• [Exercise prompt]
Reproduce the data shown below exactly.

Saved entries:
[Start of Attachment]
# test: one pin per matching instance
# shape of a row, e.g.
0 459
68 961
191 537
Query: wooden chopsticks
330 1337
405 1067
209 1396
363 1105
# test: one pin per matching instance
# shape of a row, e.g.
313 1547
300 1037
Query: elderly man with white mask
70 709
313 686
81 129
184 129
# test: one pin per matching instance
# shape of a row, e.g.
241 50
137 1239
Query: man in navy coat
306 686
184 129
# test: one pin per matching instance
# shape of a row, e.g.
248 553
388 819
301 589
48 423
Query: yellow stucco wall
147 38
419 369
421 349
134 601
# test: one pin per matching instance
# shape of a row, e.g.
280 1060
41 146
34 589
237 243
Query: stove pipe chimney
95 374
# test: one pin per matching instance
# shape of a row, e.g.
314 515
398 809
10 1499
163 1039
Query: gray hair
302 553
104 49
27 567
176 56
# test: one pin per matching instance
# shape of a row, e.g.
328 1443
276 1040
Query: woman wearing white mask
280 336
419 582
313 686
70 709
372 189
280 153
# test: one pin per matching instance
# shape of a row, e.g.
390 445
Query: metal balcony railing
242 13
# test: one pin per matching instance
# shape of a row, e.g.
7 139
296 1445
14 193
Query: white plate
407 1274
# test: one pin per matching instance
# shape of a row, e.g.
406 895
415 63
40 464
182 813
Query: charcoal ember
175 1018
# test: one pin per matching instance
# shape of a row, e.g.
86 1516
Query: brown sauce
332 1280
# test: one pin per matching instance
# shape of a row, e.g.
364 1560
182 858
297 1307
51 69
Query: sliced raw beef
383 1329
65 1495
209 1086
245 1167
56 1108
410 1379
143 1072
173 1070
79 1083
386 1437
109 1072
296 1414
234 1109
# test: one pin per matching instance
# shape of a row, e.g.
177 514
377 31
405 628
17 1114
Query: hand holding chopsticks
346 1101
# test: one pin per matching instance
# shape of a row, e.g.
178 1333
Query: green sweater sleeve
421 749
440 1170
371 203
[End of Attachment]
• [Answer to this exercise]
# test: one pin per matching instance
# shape of a row, e.g.
0 459
68 961
191 537
Query: wooden chopsticks
330 1337
405 1067
209 1396
363 1105
# test: one pin per matching instance
# shape of a row, e.g.
313 1547
300 1037
Query: elderly man with white mask
70 709
313 686
81 129
184 129
# test: one pin per matching instance
# shape of a row, e.g.
241 50
137 1239
Query: man in navy coat
306 686
184 129
# test: one pin per matching instance
# shape of a row, e.g.
248 553
388 819
301 589
48 423
Query: yellow stucco wall
147 38
419 369
421 349
134 601
# test: one pin per matching instance
# shape of a row, e.g.
280 1060
41 146
34 589
237 243
Query: stove pipe chimney
95 374
# test: one pin per matching instance
# shape of a row, e.g.
314 515
398 809
10 1499
163 1039
Query: gray hair
302 553
104 49
27 567
176 56
# test: one pin per matching instance
# shape of a row, e.g.
328 1443
276 1040
Query: woman wearing white mask
280 336
419 582
313 686
70 709
372 189
280 153
# test: one pin per matching instance
# shape of a row, e.g.
390 445
Query: metal balcony railing
242 13
# test: one pin per matching instance
# shape of a row, e.g.
7 139
296 1445
14 193
Query: white plate
407 1274
# test: one pin per matching instance
# shape of a row, e.g.
406 895
415 63
40 464
182 813
Query: charcoal ember
175 1018
# test: one pin per matching instance
# shape of a row, e.g.
86 1516
Query: brown sauce
332 1280
# test: one pin per matching instance
# shape of a row, e.g.
364 1560
182 858
297 1307
51 69
Query: sliced raw beef
383 1329
65 1495
209 1086
245 1167
56 1108
410 1379
143 1072
173 1070
79 1083
386 1437
109 1072
296 1414
234 1109
# test: one pin per matching instance
# shape of a row, e.g.
177 514
377 31
405 628
17 1114
Query: hand holding chopsticks
346 1101
# test: one pin per matching instance
# shape of a row, e.g.
178 1333
Query: green sweater sleeve
421 749
440 1170
371 203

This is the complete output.